* [Your task]
Rewrite the rows below with every "even-odd rule" changed to "nonzero winding rule" and nothing else altered.

* [Records provided]
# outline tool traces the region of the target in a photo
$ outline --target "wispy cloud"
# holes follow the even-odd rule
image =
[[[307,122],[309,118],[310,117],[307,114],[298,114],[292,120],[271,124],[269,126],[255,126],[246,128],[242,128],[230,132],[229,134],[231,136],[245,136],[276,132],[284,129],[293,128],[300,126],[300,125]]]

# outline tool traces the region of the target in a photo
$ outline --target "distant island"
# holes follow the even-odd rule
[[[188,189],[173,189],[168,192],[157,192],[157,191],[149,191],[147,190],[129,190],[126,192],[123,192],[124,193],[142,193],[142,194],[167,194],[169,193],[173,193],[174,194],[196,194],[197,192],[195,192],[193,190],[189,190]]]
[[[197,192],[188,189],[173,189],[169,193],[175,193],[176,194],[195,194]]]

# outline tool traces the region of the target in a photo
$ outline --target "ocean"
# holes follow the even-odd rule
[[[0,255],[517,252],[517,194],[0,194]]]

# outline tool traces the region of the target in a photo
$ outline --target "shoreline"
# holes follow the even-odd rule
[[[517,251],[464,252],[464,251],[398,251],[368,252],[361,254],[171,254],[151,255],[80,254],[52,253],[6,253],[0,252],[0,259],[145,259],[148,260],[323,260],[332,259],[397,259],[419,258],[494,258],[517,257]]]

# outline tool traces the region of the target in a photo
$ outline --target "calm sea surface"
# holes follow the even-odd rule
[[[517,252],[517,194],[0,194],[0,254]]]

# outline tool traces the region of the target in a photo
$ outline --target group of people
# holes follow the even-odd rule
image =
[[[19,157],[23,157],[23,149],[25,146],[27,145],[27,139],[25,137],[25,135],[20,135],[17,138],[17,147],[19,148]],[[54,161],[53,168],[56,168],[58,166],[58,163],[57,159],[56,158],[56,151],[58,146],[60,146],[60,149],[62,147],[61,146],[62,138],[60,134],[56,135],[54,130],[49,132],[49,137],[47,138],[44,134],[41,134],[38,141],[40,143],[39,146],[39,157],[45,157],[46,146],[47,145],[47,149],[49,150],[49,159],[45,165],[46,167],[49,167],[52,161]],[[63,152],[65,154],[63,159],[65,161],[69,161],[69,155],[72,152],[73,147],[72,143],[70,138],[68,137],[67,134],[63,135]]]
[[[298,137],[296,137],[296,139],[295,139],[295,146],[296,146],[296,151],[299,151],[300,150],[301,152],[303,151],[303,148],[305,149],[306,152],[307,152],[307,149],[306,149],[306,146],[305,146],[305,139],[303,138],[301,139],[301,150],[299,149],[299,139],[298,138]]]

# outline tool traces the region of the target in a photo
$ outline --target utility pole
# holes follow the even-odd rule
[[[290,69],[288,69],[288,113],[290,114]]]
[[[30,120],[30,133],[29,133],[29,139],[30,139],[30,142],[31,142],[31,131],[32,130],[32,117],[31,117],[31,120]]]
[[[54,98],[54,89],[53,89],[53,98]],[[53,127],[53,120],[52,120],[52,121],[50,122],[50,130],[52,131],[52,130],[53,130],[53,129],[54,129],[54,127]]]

* [Full response]
# outline tool traces the region of the target in a photo
$ outline --target "wispy cloud"
# holes follow the nonzero winding rule
image =
[[[307,122],[309,118],[310,117],[307,114],[298,114],[292,120],[271,124],[269,126],[255,126],[246,128],[242,128],[230,132],[229,134],[231,136],[245,136],[276,132],[284,129],[293,128],[300,126],[300,125]]]

# outline tool traces the region of the target in a photo
$ outline --target "distant island"
# holes follow the nonzero winding rule
[[[188,189],[173,189],[168,192],[157,192],[157,191],[149,191],[147,190],[129,190],[126,192],[123,192],[124,193],[142,193],[142,194],[167,194],[169,193],[173,193],[174,194],[196,194],[197,192],[195,192],[193,190],[189,190]]]
[[[197,192],[188,189],[173,189],[169,193],[175,193],[176,194],[195,194]]]

# outline tool traces the region of the target in a photo
$ outline --target "ocean"
# holes follow the nonzero winding rule
[[[0,255],[517,252],[517,194],[0,194]]]

# outline tool traces the region of the target in a photo
$ outline --target "shoreline"
# holes follow the nonzero winding rule
[[[517,251],[464,252],[464,251],[398,251],[368,252],[361,254],[171,254],[151,255],[80,254],[52,253],[6,253],[0,252],[0,259],[145,259],[148,260],[323,260],[332,259],[397,259],[419,258],[494,258],[517,257]]]

# outline tool traces the region of the target in a photo
$ outline --target "calm sea surface"
# holes follow the nonzero winding rule
[[[517,252],[517,194],[0,194],[0,254]]]

# outline tool traces the region of the target in a photo
$ outline --target group of people
# holes follow the nonzero winding rule
image =
[[[19,157],[23,157],[23,149],[25,146],[27,145],[27,139],[25,137],[25,135],[20,135],[17,138],[17,147],[19,148]],[[54,161],[53,168],[56,168],[58,166],[58,163],[57,159],[56,158],[56,151],[58,146],[60,146],[60,149],[62,147],[61,146],[62,138],[60,134],[56,135],[54,130],[49,132],[49,137],[47,138],[44,134],[41,134],[38,141],[40,143],[39,146],[39,157],[45,157],[46,146],[47,145],[47,149],[49,150],[49,159],[45,165],[46,167],[49,167],[52,161]],[[63,152],[65,154],[63,159],[65,161],[69,161],[69,155],[72,152],[73,147],[72,143],[70,138],[68,137],[67,134],[63,135]]]
[[[298,137],[296,137],[296,139],[295,139],[295,146],[296,146],[296,151],[299,151],[300,150],[301,152],[303,151],[303,148],[305,149],[306,152],[307,152],[307,149],[306,149],[306,146],[305,146],[305,139],[303,138],[301,139],[301,150],[299,149],[299,139],[298,138]]]

# outline tool traces the region of the target in a photo
$ outline --target utility pole
# holes follow the nonzero winding rule
[[[290,69],[288,69],[288,113],[290,114]]]
[[[30,120],[30,133],[29,133],[29,139],[30,139],[30,142],[31,142],[31,131],[32,130],[32,117],[31,117],[31,120]]]
[[[54,98],[54,89],[53,89],[53,98]],[[53,127],[53,120],[52,120],[52,121],[50,122],[50,130],[52,131],[52,130],[53,130],[53,129],[54,129],[54,127]]]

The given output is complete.